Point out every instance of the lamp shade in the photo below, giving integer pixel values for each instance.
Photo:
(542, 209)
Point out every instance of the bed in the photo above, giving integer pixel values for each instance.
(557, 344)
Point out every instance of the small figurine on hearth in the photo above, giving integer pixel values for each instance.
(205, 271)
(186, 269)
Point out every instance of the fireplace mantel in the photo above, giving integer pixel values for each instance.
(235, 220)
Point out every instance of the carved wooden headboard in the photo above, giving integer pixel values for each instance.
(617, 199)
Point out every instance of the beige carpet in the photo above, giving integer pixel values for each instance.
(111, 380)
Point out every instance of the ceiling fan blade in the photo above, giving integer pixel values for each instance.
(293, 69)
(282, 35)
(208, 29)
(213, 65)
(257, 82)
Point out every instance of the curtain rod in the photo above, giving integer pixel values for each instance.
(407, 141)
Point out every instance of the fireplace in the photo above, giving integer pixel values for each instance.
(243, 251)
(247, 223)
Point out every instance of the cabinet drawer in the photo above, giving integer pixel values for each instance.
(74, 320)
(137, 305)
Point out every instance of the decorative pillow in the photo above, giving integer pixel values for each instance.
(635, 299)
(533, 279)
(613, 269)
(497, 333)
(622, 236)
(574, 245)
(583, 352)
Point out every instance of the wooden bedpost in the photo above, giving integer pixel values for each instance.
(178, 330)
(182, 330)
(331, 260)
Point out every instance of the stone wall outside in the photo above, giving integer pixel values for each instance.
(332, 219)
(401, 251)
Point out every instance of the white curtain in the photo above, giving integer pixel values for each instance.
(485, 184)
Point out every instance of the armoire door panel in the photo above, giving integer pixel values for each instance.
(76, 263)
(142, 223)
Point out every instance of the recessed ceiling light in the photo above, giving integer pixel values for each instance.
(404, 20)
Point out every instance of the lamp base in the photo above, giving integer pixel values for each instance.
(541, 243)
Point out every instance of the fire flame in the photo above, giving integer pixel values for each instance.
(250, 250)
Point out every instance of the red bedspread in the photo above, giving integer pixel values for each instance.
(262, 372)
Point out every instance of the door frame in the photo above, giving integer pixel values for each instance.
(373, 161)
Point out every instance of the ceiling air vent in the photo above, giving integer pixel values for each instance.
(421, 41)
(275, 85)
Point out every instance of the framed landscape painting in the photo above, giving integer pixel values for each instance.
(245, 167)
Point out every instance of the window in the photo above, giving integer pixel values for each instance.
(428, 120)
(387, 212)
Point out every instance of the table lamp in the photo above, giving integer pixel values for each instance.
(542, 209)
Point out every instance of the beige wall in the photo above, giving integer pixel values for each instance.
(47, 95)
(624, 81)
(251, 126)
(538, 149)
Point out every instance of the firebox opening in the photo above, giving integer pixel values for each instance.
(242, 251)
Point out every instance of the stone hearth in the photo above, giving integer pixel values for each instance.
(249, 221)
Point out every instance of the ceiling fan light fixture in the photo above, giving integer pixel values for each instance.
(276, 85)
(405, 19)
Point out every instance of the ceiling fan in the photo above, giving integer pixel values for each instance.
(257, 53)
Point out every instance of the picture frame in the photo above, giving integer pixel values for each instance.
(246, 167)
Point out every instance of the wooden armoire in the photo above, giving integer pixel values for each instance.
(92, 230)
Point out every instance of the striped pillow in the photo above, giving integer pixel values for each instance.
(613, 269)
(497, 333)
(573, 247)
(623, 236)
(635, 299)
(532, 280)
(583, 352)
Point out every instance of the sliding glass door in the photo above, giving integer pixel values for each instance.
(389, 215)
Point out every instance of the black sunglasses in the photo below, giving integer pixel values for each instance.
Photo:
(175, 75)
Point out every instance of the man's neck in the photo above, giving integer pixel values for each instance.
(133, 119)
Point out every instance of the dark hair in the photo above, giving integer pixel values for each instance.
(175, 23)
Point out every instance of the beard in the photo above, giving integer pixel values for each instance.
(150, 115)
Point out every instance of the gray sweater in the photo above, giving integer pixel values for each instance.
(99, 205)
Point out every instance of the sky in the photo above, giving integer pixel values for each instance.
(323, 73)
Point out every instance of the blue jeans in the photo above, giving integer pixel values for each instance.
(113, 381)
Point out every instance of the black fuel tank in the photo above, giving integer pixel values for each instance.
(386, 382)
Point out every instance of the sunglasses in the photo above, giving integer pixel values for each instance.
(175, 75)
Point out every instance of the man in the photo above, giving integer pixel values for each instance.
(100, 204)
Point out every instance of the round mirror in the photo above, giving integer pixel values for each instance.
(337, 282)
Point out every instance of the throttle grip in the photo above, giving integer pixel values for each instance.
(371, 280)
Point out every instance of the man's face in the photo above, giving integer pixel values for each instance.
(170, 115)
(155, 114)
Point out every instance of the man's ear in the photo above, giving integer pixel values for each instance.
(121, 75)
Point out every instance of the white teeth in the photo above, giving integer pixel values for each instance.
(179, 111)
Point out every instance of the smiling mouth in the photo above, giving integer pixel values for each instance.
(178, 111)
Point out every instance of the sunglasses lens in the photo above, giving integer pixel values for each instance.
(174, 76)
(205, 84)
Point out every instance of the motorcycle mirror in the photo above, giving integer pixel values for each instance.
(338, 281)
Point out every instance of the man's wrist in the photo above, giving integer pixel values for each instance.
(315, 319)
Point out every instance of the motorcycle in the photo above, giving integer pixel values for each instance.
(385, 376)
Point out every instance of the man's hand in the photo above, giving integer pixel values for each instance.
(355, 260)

┄┄┄┄┄┄

[Your task]: In the records above, the line with "Point out every instance of the lamp base" marks the start and the line with "Point out every instance of the black sunglasses" marks the end; copy that stretch exactly, both lines included, and nothing else.

[Answer to this exercise]:
Point out every instance of the lamp base in the photo above, giving integer pixel values for each instance.
(541, 243)
Point out every instance of the fire flame in the photo above, giving integer pixel values for each instance.
(250, 250)
Point out every instance of the red bedspread in the photo above, giving integer pixel values for each instance.
(262, 372)
Point out every instance of the door frame in the photo above, giving integer pixel values for each instance.
(373, 161)
Point out every instance of the ceiling air vent in the photo above, giving integer pixel values for each instance.
(421, 41)
(275, 85)
Point out every instance of the framed landscape painting in the photo above, giving integer pixel values for each instance.
(245, 167)
Point out every instance of the window in the photo above, giving integer pixel values for each instance.
(428, 120)
(387, 212)
Point out every instance of the table lamp in the photo above, giving integer pixel values for each instance.
(542, 209)
Point out every instance of the beige wall in the photo above, giving integer pixel values for each instance.
(47, 95)
(624, 81)
(251, 126)
(538, 149)
Point out every instance of the firebox opening in the photo above, giving integer pixel values for each instance.
(242, 251)
Point out every instance of the stone hearth in the photo above, giving integer pixel values for each instance.
(249, 221)
Point out every instance of the ceiling fan light fixture in the photo above, giving integer pixel values for each instance.
(276, 85)
(405, 19)
Point out every instance of the ceiling fan in the photo above, giving integer pixel values for each instance.
(257, 53)
Point out every instance of the picture frame in the photo above, giving integer pixel values for each instance.
(246, 167)
Point out every instance of the wooden armoire in the photo above, giving integer pixel values for each instance.
(92, 230)
Point out every instance of the striped pillow in the photo above, giving integer pixel values for each instance.
(613, 269)
(497, 333)
(573, 247)
(623, 236)
(635, 299)
(532, 280)
(583, 352)
Point out every instance of the sliding glass door in the photo above, giving integer pixel values for each instance.
(389, 215)
Point out every instance of the black sunglasses in the photo below, giving integer pixel values for each instance.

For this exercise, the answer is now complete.